** WHAT YOU HAVE TO DO **
Every line below between the line holding "pixel 124 76" and the line holding "pixel 980 574", inclusive, should be repeated exactly, and all other lines omitted.

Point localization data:
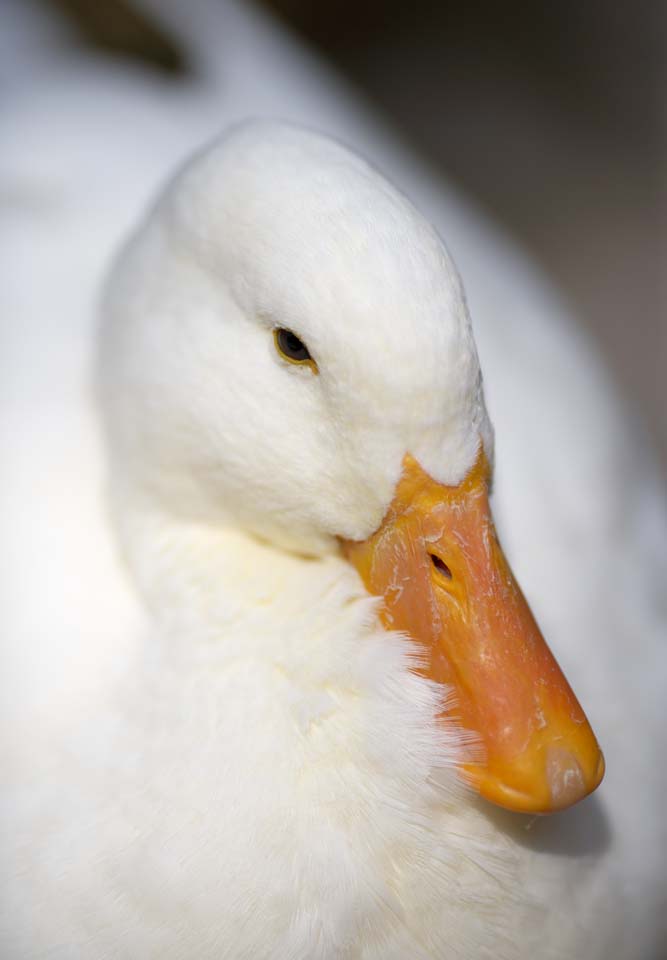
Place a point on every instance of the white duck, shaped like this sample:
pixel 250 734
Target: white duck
pixel 124 836
pixel 282 336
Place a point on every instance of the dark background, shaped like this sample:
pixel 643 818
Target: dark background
pixel 551 116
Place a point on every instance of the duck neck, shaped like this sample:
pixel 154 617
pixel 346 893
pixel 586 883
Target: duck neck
pixel 201 581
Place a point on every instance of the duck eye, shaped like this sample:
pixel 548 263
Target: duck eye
pixel 291 348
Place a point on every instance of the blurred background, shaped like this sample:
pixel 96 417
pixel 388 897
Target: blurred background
pixel 550 116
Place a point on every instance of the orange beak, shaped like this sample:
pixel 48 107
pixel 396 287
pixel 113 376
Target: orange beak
pixel 445 581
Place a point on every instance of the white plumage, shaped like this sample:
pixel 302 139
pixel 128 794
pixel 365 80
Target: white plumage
pixel 251 769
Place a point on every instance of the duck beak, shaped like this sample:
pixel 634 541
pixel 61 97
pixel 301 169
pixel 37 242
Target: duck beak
pixel 437 563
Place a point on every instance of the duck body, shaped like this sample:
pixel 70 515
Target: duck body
pixel 216 749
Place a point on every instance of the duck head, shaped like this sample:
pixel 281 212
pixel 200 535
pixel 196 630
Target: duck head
pixel 286 349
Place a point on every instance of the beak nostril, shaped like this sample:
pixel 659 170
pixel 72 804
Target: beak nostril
pixel 441 566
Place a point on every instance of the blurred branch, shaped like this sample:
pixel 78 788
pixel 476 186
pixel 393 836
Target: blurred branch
pixel 117 27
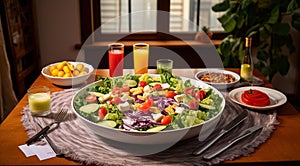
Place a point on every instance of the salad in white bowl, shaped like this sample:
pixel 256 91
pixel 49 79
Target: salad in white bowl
pixel 147 103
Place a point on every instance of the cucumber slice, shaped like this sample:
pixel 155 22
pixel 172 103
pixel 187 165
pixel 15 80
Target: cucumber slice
pixel 108 123
pixel 206 106
pixel 152 84
pixel 156 129
pixel 131 83
pixel 89 108
pixel 98 94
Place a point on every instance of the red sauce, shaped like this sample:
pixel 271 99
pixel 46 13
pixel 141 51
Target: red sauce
pixel 255 98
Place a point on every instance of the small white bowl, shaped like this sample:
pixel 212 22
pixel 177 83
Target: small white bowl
pixel 219 85
pixel 69 81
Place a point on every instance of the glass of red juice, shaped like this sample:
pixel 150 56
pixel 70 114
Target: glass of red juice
pixel 115 58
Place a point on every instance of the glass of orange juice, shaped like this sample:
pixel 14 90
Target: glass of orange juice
pixel 39 100
pixel 140 58
pixel 115 58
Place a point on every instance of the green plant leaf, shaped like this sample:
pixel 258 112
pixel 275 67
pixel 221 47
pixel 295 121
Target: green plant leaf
pixel 282 64
pixel 221 7
pixel 274 15
pixel 293 5
pixel 230 24
pixel 262 55
pixel 268 28
pixel 296 21
pixel 260 65
pixel 290 44
pixel 281 29
pixel 246 3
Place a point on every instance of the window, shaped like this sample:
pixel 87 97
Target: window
pixel 149 19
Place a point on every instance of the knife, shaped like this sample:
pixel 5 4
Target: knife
pixel 242 135
pixel 240 118
pixel 50 142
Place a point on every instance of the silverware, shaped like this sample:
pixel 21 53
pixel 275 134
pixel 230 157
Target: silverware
pixel 50 142
pixel 242 135
pixel 60 116
pixel 240 118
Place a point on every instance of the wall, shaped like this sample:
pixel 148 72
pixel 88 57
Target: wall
pixel 58 24
pixel 59 31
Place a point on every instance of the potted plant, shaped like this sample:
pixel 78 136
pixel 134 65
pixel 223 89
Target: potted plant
pixel 264 20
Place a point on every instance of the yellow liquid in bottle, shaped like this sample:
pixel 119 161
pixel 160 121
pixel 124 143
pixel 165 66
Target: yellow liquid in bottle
pixel 246 72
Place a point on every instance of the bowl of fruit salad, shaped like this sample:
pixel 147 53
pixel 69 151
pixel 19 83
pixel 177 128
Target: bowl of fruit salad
pixel 148 108
pixel 67 73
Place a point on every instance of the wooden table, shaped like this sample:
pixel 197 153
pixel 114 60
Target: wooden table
pixel 283 147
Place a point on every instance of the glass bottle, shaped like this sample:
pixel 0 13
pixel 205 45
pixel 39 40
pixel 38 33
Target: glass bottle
pixel 247 63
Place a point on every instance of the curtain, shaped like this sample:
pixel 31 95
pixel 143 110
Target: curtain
pixel 8 98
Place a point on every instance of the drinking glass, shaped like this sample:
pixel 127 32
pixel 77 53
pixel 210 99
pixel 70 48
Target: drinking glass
pixel 140 58
pixel 115 56
pixel 39 100
pixel 164 65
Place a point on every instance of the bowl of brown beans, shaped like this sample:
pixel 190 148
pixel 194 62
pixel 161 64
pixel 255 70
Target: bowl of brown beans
pixel 219 78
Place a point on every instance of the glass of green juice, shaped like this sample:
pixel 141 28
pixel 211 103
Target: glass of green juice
pixel 39 100
pixel 164 65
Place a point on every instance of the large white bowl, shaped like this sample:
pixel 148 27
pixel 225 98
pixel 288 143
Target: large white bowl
pixel 219 85
pixel 61 81
pixel 151 138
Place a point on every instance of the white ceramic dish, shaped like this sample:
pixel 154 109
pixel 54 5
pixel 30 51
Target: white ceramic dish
pixel 67 81
pixel 219 85
pixel 276 98
pixel 149 138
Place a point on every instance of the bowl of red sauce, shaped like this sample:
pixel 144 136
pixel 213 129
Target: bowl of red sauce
pixel 259 98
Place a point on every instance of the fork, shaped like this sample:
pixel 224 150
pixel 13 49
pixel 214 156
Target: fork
pixel 60 116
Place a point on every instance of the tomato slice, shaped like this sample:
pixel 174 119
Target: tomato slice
pixel 200 94
pixel 142 83
pixel 166 120
pixel 102 112
pixel 189 91
pixel 170 94
pixel 193 104
pixel 116 100
pixel 146 105
pixel 91 98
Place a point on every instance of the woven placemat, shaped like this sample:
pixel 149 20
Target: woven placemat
pixel 75 141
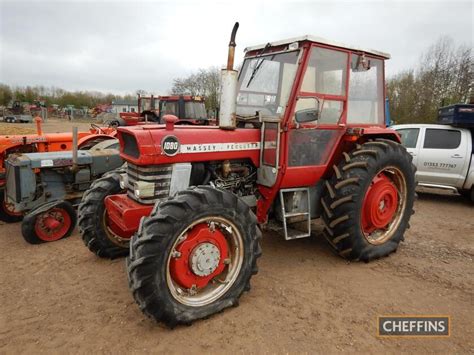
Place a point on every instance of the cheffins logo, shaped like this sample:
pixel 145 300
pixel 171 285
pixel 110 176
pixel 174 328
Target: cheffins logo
pixel 170 145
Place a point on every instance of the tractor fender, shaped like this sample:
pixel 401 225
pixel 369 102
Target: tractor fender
pixel 45 207
pixel 94 137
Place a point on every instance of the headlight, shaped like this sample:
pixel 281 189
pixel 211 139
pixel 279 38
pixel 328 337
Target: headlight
pixel 123 180
pixel 143 189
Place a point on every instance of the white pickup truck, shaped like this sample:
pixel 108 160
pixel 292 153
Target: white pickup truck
pixel 443 155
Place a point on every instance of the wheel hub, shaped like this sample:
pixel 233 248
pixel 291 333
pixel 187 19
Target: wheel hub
pixel 380 204
pixel 52 225
pixel 205 259
pixel 199 257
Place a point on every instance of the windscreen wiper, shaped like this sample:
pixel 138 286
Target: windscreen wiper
pixel 259 64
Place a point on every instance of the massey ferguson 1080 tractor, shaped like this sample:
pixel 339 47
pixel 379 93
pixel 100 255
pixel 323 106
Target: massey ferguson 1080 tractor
pixel 313 143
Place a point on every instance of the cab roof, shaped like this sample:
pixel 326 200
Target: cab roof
pixel 321 40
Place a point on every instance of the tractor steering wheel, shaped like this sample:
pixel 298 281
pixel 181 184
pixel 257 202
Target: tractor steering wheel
pixel 97 128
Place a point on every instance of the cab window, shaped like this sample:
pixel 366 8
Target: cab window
pixel 326 72
pixel 365 98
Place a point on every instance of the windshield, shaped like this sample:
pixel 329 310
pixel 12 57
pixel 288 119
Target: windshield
pixel 195 110
pixel 265 83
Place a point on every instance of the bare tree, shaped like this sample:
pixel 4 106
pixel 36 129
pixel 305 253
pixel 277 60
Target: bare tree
pixel 444 77
pixel 205 82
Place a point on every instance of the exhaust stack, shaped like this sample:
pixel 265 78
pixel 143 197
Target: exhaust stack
pixel 227 119
pixel 74 148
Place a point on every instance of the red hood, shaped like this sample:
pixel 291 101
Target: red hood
pixel 196 143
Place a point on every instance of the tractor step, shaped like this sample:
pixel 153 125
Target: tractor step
pixel 295 207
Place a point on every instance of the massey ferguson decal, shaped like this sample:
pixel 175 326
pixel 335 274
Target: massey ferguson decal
pixel 170 145
pixel 219 147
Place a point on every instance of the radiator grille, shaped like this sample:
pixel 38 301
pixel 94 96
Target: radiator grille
pixel 159 175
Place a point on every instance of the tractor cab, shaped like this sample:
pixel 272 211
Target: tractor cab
pixel 310 80
pixel 308 94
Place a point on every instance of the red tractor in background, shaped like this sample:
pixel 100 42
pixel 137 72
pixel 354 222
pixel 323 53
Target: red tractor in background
pixel 313 143
pixel 189 109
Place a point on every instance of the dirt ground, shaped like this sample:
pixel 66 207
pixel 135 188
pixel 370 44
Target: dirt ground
pixel 51 126
pixel 58 297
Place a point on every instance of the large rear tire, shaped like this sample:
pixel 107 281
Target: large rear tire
pixel 92 218
pixel 368 202
pixel 193 256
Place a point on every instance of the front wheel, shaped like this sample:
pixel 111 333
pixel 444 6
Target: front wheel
pixel 193 256
pixel 368 201
pixel 93 220
pixel 49 225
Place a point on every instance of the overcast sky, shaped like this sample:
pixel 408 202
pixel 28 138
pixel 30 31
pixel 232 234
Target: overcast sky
pixel 122 46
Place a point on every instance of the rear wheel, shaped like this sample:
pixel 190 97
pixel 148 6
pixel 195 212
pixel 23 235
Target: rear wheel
pixel 7 213
pixel 369 200
pixel 93 226
pixel 193 256
pixel 49 226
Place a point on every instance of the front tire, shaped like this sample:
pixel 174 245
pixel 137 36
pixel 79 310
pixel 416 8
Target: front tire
pixel 368 202
pixel 92 220
pixel 193 256
pixel 50 225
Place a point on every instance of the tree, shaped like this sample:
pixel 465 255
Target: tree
pixel 443 77
pixel 206 82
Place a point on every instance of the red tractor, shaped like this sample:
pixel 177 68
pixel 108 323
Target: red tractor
pixel 313 143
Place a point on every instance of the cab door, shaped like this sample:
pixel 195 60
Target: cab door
pixel 443 156
pixel 317 122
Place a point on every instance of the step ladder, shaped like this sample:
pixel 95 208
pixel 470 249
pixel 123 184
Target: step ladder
pixel 297 209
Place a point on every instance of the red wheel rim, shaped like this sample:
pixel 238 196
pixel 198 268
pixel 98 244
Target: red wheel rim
pixel 380 204
pixel 200 257
pixel 52 225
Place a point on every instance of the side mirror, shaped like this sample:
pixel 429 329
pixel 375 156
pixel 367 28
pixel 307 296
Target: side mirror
pixel 307 115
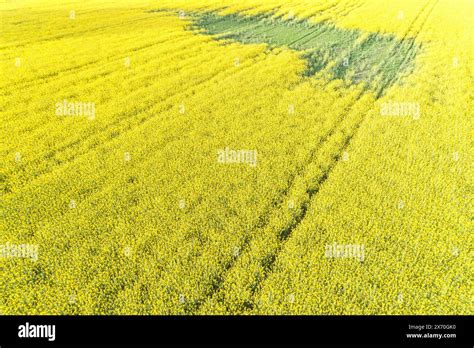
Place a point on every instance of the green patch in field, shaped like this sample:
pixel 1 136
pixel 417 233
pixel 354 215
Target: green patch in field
pixel 376 60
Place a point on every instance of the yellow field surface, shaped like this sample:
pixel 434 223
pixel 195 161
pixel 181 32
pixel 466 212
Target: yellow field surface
pixel 118 195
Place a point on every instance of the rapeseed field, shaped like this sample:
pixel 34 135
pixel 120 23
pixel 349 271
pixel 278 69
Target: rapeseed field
pixel 236 157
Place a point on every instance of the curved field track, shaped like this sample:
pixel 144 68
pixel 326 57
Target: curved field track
pixel 236 157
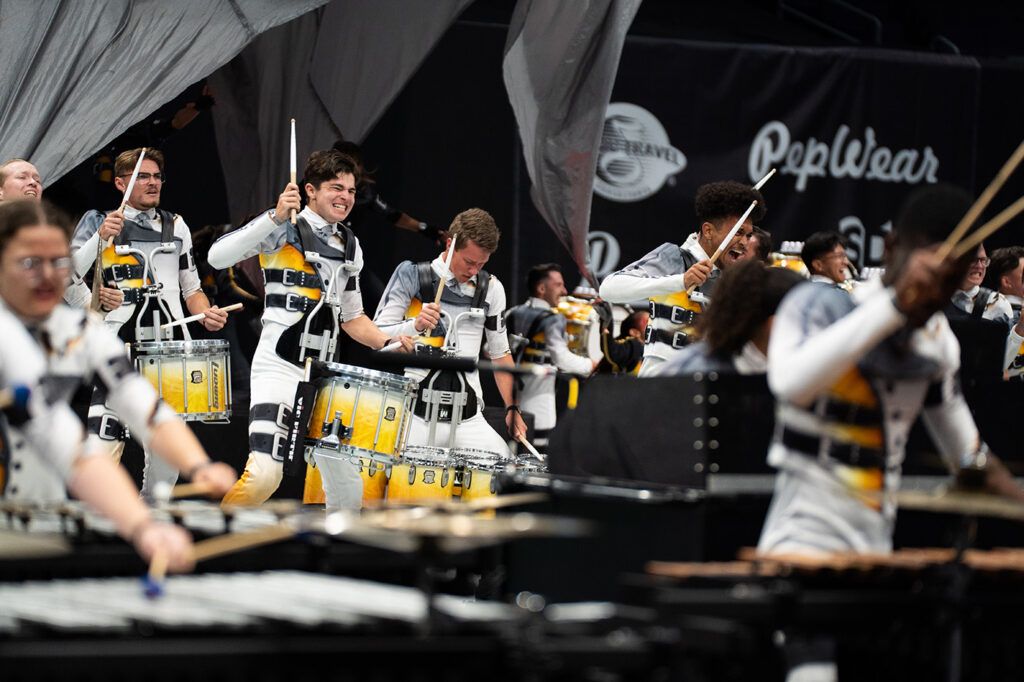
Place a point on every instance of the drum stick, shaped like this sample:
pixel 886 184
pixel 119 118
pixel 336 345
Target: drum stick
pixel 983 232
pixel 728 238
pixel 97 273
pixel 200 315
pixel 448 270
pixel 762 181
pixel 529 446
pixel 292 166
pixel 982 201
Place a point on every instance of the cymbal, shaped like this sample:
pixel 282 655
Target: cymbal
pixel 958 502
pixel 15 545
pixel 408 529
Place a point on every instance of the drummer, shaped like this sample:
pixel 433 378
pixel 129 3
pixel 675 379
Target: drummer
pixel 55 350
pixel 541 331
pixel 824 256
pixel 19 179
pixel 316 258
pixel 142 225
pixel 408 307
pixel 666 273
pixel 851 373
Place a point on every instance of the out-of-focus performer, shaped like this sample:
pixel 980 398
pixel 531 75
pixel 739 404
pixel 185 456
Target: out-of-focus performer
pixel 146 246
pixel 667 273
pixel 735 332
pixel 540 334
pixel 471 315
pixel 311 269
pixel 19 179
pixel 51 350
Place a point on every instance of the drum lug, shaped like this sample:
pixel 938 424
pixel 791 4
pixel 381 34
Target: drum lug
pixel 336 432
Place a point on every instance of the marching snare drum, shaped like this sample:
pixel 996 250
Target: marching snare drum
pixel 193 377
pixel 423 473
pixel 363 416
pixel 478 469
pixel 579 316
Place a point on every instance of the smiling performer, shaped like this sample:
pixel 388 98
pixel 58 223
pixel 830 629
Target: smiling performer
pixel 667 273
pixel 470 302
pixel 311 270
pixel 160 250
pixel 76 348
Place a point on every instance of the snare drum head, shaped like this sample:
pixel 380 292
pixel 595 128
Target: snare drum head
pixel 479 459
pixel 426 456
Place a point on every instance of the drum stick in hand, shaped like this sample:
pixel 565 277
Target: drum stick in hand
pixel 199 315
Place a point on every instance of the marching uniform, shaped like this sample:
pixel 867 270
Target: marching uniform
pixel 658 278
pixel 850 381
pixel 312 285
pixel 411 286
pixel 55 358
pixel 996 308
pixel 165 259
pixel 542 330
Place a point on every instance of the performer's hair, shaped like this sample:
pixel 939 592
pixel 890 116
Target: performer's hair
pixel 19 213
pixel 745 296
pixel 764 244
pixel 820 244
pixel 1004 260
pixel 125 163
pixel 3 167
pixel 930 213
pixel 539 273
pixel 717 201
pixel 326 165
pixel 476 225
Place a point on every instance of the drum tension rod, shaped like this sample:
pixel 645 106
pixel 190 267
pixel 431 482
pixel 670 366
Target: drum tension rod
pixel 336 433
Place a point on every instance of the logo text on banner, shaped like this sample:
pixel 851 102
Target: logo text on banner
pixel 844 158
pixel 636 157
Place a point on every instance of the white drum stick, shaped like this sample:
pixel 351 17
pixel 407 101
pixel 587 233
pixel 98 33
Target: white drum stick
pixel 292 166
pixel 529 446
pixel 199 315
pixel 762 181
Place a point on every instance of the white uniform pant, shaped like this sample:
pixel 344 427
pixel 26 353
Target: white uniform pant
pixel 273 381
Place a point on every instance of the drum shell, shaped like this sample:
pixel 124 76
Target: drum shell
pixel 193 377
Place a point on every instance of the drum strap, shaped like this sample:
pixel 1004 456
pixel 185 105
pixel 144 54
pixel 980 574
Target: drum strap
pixel 449 393
pixel 280 414
pixel 675 339
pixel 674 313
pixel 107 427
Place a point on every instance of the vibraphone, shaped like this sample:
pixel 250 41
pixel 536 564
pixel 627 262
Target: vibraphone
pixel 915 613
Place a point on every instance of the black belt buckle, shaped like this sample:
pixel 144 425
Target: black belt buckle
pixel 681 315
pixel 300 302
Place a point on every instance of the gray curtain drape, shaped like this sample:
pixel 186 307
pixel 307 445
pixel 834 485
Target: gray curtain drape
pixel 560 65
pixel 75 74
pixel 334 72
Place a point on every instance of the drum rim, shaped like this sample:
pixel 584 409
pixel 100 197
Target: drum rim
pixel 385 379
pixel 154 347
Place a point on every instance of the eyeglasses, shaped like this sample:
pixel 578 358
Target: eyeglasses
pixel 145 177
pixel 34 264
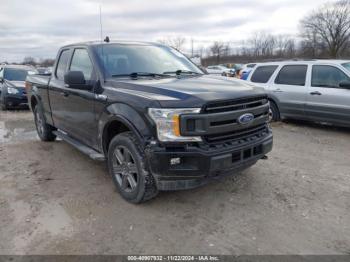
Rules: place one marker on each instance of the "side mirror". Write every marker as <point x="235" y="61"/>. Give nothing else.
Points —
<point x="76" y="80"/>
<point x="345" y="84"/>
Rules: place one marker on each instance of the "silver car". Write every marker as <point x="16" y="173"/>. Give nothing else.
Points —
<point x="316" y="90"/>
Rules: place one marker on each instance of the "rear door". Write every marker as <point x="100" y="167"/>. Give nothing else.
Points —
<point x="57" y="95"/>
<point x="289" y="89"/>
<point x="79" y="104"/>
<point x="262" y="74"/>
<point x="326" y="100"/>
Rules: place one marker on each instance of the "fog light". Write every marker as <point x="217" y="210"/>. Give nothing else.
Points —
<point x="175" y="161"/>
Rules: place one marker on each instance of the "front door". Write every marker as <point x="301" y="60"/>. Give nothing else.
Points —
<point x="290" y="90"/>
<point x="326" y="100"/>
<point x="81" y="123"/>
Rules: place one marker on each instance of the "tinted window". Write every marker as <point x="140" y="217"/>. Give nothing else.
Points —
<point x="347" y="66"/>
<point x="292" y="75"/>
<point x="327" y="76"/>
<point x="120" y="59"/>
<point x="62" y="64"/>
<point x="263" y="73"/>
<point x="13" y="74"/>
<point x="81" y="62"/>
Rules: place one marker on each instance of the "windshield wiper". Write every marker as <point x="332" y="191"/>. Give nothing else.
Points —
<point x="137" y="74"/>
<point x="180" y="72"/>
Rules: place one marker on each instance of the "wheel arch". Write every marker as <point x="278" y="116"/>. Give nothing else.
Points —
<point x="117" y="124"/>
<point x="117" y="118"/>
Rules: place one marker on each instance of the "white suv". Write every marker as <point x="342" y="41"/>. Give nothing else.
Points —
<point x="316" y="90"/>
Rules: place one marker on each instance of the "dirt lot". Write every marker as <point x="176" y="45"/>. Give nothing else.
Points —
<point x="55" y="200"/>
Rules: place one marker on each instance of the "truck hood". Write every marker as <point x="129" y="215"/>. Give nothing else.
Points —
<point x="187" y="91"/>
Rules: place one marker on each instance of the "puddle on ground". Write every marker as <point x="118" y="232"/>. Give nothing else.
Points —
<point x="17" y="130"/>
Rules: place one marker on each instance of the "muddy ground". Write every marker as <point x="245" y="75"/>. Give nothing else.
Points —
<point x="55" y="200"/>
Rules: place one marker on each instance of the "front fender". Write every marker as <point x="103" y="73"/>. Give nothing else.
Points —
<point x="127" y="115"/>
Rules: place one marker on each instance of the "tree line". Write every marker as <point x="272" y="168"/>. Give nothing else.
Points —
<point x="323" y="33"/>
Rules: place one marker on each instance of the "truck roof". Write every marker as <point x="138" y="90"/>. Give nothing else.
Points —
<point x="120" y="42"/>
<point x="25" y="67"/>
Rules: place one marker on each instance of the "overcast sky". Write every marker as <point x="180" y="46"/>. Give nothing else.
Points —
<point x="39" y="27"/>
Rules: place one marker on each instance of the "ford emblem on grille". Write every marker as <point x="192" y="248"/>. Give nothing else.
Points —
<point x="246" y="118"/>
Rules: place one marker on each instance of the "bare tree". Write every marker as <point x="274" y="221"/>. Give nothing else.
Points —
<point x="28" y="60"/>
<point x="262" y="44"/>
<point x="175" y="42"/>
<point x="47" y="62"/>
<point x="285" y="46"/>
<point x="329" y="24"/>
<point x="217" y="49"/>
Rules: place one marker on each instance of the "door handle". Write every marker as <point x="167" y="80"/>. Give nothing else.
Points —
<point x="277" y="90"/>
<point x="65" y="94"/>
<point x="101" y="97"/>
<point x="316" y="93"/>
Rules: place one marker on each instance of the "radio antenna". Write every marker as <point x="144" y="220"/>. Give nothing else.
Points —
<point x="101" y="24"/>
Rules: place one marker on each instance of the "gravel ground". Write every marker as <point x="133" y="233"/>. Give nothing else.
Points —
<point x="55" y="200"/>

** EXERCISE ANSWER **
pixel 124 76
Target: drum shell
pixel 193 377
Place a point on every instance of the drum strap, shaped like this sample:
pixel 1004 456
pixel 185 105
pixel 144 54
pixel 980 574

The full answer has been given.